**Written instruction a:**
Rewrite the paragraph of the forum post beginning "I need to make my script usable" more briefly, keeping its main facts.

**Text extract:**
>>

I need to make my script usable for UNIX commands, in order to make it possible for example to process 2 input files at once with my script. This script works perfectly well with command line arguments:
newlist = []
def f1()
....
return places
return persons
return unknown
def f2(input_file):
volume_id = sys.argv[3]
for line in input_data:
if any(place+'</dfn>' in line.decode('utf-8') for place in places):
line = line.replace('"person"', '"place"')
line = line.replace('id="', 'id="'+volume_id)
elif any(unk+'</dfn>' in line.decode('utf-8') for unk in unknown):
line = line.replace('"person"', '"undefined"')
line = line.replace('id="', 'id="'+volume_id)
elif 'class="person"' in line.decode('utf-8') and '<dfn' not in line:
line = line.replace('class="person"', '')
line = line.replace('id="', 'id="'+volume_id)
elif 'id="' in line:
line = line.replace('id="', 'id="'+volume_id)
newlist.append(line)
return newlist
def main():
if len(sys.argv) < 4:
print 'usage: ./myscript.py [file_in... file_out... volume_id]'
sys.exit(1)
else:
filename = sys.argv[1]
filename_out = sys.argv[2]
tree = etree.parse(filename)
extract(tree)
input_file = open(filename, 'rU')
change_class(input_file)
file_new = open(filename_out, 'w')
for x in newlist:
if '\n' in x:
x = x.replace('\n', '')

<<

**Written instruction b:**
Duplicate the listing below from its first line through the line containing "[(40, 186)]", both included.

**Input data:**
>>

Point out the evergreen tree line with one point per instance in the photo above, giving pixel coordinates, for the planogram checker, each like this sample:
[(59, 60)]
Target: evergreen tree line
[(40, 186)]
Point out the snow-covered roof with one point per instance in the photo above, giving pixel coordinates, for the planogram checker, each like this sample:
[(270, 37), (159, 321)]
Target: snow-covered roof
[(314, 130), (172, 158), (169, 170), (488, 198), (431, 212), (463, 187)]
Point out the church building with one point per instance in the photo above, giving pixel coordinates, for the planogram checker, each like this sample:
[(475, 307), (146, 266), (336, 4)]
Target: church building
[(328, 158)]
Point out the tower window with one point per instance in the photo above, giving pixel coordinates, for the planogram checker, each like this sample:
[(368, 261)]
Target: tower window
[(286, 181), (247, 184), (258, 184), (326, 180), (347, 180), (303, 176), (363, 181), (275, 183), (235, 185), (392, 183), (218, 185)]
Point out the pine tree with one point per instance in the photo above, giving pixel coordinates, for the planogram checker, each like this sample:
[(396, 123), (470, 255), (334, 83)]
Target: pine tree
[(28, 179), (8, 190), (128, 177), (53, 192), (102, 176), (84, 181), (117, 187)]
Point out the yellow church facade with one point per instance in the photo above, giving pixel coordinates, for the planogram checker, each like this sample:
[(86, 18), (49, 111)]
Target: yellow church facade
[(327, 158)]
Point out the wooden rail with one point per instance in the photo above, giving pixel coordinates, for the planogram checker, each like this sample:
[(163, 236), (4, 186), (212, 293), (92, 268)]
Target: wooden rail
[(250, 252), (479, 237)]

<<

**Task response a:**
The poster wants the script to work with UNIX commands, for example to process two input files at once. It already works well with command-line arguments.

**Task response b:**
Point out the evergreen tree line with one point per instance in the photo above, giving pixel coordinates, for the planogram checker, each like this sample:
[(59, 60)]
Target: evergreen tree line
[(40, 186)]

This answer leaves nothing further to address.